%%

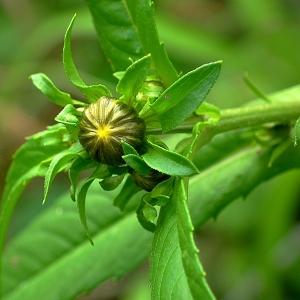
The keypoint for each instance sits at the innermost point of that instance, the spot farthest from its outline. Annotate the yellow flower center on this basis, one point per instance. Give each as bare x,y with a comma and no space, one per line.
103,132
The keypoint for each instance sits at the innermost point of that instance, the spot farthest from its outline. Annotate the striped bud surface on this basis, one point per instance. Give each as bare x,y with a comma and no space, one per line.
105,124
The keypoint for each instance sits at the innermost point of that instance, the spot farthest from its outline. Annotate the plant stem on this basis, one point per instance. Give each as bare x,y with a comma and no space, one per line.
248,116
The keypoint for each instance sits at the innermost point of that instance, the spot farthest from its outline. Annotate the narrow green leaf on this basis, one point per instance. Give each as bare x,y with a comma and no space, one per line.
48,88
29,161
133,79
58,163
190,254
92,92
179,101
117,34
81,205
147,214
137,164
111,183
70,117
168,162
129,189
142,14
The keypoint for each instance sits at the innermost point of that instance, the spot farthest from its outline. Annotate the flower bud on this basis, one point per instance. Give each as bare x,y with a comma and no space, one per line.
105,124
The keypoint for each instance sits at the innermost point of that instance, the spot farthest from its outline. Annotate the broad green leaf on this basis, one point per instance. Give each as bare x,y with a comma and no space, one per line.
129,189
168,162
168,280
58,163
179,101
190,254
92,92
137,163
142,14
209,110
111,183
147,214
133,79
117,34
26,278
69,116
48,88
120,245
29,161
296,132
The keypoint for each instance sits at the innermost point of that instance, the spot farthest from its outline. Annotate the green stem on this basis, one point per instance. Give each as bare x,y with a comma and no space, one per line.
244,117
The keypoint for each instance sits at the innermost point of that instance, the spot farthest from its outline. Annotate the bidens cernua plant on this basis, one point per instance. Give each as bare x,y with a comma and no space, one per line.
126,140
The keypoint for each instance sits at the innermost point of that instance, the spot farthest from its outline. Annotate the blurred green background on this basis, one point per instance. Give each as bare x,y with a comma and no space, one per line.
253,250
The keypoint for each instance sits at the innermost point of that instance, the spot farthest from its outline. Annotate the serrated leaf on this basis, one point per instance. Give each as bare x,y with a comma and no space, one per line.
80,164
111,183
143,18
117,34
128,149
48,88
58,163
147,214
224,180
81,205
133,79
168,162
114,233
92,92
137,163
28,162
129,189
179,101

%%

◆ **EXERCISE TASK**
Leave out all pictures, then copy the remaining material exactly.

◆ **EXERCISE RESULT**
The keypoint for each instance sits at the innermost point of that instance, the spot farthest from its outline. Annotate the yellow flower center on this basis, one point per instance. Give each as bare x,y with a comma and no space, one per line.
103,132
The keypoint for each instance sits at the innermost point of that instance, the spot farthest from its outline. Annotate the striped bud surface on this basis, one point per instance. Give each as bare x,y with a comma and no space, one per line.
105,124
The keypoint for each instance sits at the innermost point of that instance, the spot farthest from its outline. Annotate the plant stem on this basis, one point per instance. Give each as bare x,y with a comma and no space, one per line.
248,116
The keypoint for each instance sits at the innermost point of that instance, the spot farthest from its outline. Annotate the narrow green leaf on this basis, one point per instance. Give each as bare x,y with a comma and no space, one per line.
48,88
29,161
133,79
58,163
190,254
92,92
179,101
117,34
81,205
147,214
137,164
111,183
70,117
168,162
129,189
142,14
The keypoint for each instance sits at the innermost point of that instance, the spot farthest from its outline. Annotate the flower bud on this basis, one point per instance. Give each as bare x,y with a comma and no space, one per line.
105,124
The keypoint for each instance sits at the innermost point of that instance, the spot farthest from its outline. Annotate the broad green leaf on this basis, one point per instance. Give each as bare x,y with a comma and no space, one per line.
129,189
168,162
168,280
58,163
179,101
190,254
92,92
137,163
142,14
209,110
111,183
147,214
133,79
117,34
26,278
69,116
48,88
120,245
29,161
296,132
The keypoint for each instance sits at the innermost point of that instance, the spot farthest from its outline. Annotate the green stem on this basis, one point per instance. Give each as bare x,y with a comma and no space, one per line.
244,117
The keypoint for each instance sits at the innermost point of that instance, the spot farthest from its outline. Annotate the bidens cernua plant on this basis, one point per instance. Give each as bare x,y with a comma and no space, one per line.
126,140
The keypoint for each instance sits at the innermost point of that instance, the spot farthest from its outline. Annotate the blurred green background on this basis, one point per instance. Give each as bare x,y with a comma and no space, one per line.
253,250
The keypoint for each instance sits at the innermost point of that instance, the spot farthest from its outline. Annotate the serrated leaf on this basis, one point per instance. Give each as bare x,y with a comma and no space, one per line.
80,164
111,183
143,18
117,34
128,149
48,88
58,163
147,214
224,180
81,205
133,79
168,162
114,233
92,92
137,163
28,162
129,189
179,101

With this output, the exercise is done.